- [Exercise brief]: Will you transcribe the entries that follow, exactly and in full?

-----

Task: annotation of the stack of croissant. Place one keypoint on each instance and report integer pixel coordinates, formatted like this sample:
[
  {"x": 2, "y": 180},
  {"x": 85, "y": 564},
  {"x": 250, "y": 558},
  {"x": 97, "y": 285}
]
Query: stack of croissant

-----

- [The solution]:
Task: annotation of the stack of croissant. Place one keypoint on each instance and report integer pixel coordinates, formatted like this sample:
[
  {"x": 2, "y": 180},
  {"x": 85, "y": 564},
  {"x": 250, "y": 558},
  {"x": 97, "y": 285}
]
Query: stack of croissant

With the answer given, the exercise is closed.